## Exercise directions
Extract exactly and only the lines of the data below, starting at the line with "Could you identify the locomotive side" and stopping after the final line.

[Part of a data file]
## START
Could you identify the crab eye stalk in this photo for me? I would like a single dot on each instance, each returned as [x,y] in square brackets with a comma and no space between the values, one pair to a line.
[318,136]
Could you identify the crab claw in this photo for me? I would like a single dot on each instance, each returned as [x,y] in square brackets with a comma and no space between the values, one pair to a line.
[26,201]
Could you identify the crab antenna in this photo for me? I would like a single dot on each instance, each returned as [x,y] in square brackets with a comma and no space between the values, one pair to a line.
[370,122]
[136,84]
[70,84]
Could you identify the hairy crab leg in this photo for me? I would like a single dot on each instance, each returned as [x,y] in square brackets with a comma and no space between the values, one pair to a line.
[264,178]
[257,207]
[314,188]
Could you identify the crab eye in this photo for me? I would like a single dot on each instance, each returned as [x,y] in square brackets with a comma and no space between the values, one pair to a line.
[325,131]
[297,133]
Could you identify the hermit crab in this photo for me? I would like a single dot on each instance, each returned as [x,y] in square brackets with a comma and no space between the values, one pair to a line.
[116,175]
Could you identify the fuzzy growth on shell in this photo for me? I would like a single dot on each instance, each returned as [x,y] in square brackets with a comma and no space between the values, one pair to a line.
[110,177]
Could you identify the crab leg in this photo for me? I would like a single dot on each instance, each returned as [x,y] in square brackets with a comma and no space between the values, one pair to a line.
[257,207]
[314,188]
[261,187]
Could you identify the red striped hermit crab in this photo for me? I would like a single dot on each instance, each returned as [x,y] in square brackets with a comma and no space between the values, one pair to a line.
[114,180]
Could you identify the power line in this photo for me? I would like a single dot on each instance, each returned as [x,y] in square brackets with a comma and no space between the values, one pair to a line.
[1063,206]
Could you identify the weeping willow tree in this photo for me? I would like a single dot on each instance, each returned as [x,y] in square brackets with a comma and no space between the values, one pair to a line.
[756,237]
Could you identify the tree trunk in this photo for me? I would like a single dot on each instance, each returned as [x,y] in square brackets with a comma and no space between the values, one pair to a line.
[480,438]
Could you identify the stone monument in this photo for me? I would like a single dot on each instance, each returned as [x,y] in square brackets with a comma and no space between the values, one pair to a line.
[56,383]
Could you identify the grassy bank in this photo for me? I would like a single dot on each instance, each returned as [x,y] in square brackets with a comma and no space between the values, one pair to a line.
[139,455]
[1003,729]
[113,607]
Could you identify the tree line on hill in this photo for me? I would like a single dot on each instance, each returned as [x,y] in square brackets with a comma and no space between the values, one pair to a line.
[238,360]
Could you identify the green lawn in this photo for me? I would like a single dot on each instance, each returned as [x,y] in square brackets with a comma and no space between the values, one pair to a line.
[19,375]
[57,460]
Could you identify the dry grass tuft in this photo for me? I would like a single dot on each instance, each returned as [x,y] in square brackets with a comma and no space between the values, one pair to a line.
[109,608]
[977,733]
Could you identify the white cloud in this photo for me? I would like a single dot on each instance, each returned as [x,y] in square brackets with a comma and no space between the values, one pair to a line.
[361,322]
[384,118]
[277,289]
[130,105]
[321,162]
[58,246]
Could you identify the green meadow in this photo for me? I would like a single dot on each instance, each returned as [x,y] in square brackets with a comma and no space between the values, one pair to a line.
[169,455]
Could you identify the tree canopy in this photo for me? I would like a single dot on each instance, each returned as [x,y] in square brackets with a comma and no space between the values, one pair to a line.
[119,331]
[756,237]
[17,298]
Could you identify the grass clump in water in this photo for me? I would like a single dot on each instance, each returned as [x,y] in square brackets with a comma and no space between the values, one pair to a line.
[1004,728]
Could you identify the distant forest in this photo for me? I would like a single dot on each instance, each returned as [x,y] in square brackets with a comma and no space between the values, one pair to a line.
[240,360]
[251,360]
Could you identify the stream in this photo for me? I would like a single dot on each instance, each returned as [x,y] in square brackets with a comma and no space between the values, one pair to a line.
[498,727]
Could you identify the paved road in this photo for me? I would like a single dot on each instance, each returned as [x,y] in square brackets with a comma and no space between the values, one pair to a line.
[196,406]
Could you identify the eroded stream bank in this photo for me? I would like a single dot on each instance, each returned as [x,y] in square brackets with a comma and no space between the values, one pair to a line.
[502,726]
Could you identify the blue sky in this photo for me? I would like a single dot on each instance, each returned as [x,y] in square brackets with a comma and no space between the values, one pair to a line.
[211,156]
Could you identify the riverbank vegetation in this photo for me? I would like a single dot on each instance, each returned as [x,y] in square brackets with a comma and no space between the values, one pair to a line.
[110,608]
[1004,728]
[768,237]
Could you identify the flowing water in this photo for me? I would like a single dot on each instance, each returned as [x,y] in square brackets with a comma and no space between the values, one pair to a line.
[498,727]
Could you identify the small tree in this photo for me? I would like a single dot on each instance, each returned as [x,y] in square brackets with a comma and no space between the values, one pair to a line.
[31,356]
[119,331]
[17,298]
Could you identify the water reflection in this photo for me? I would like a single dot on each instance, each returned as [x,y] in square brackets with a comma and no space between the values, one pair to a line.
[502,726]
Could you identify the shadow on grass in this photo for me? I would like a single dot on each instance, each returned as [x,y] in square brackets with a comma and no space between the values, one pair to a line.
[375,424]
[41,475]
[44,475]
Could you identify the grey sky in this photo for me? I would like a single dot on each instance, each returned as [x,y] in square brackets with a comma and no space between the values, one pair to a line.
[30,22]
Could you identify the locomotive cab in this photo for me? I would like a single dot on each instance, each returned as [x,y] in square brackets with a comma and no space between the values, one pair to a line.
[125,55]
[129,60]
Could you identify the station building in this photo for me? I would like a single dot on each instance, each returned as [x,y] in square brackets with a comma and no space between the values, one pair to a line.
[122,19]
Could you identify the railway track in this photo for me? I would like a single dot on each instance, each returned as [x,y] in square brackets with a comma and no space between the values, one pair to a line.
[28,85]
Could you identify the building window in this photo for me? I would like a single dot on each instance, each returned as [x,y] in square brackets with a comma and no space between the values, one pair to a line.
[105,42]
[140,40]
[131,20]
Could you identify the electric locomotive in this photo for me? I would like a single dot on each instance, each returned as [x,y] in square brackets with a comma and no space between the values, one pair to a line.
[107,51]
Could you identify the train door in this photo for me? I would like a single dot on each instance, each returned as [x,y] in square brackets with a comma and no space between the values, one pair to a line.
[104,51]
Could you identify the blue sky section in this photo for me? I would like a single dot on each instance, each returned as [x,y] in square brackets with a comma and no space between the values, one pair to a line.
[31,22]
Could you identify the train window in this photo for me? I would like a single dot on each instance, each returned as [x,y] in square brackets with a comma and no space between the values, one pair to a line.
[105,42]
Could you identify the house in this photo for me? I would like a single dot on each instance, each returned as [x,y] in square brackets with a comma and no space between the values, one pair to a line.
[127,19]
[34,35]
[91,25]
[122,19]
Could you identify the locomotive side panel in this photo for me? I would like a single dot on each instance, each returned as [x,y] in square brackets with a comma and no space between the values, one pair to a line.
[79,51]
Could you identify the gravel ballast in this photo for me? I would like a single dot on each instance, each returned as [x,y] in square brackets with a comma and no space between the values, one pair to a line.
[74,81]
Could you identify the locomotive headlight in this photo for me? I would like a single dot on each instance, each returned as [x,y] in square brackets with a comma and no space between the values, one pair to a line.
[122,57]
## END
## Task solution
Could you identify the locomotive side panel in this photo for me? I would like a single dot on each instance, each returned as [x,y] in square brackets with a comma and no space between the values, one pair to a line.
[79,51]
Could you identify the gravel ballast in this photo for me? I would like a single dot on each instance, each returned as [x,y] in square brackets with a comma and no space between the values, one pair to a line.
[74,81]
Could you identify the locomotive headlight in this photo for me? I would like a single dot on each instance, each returned as [x,y] in square brackets with a comma and no space between the values, one pair to a line.
[122,57]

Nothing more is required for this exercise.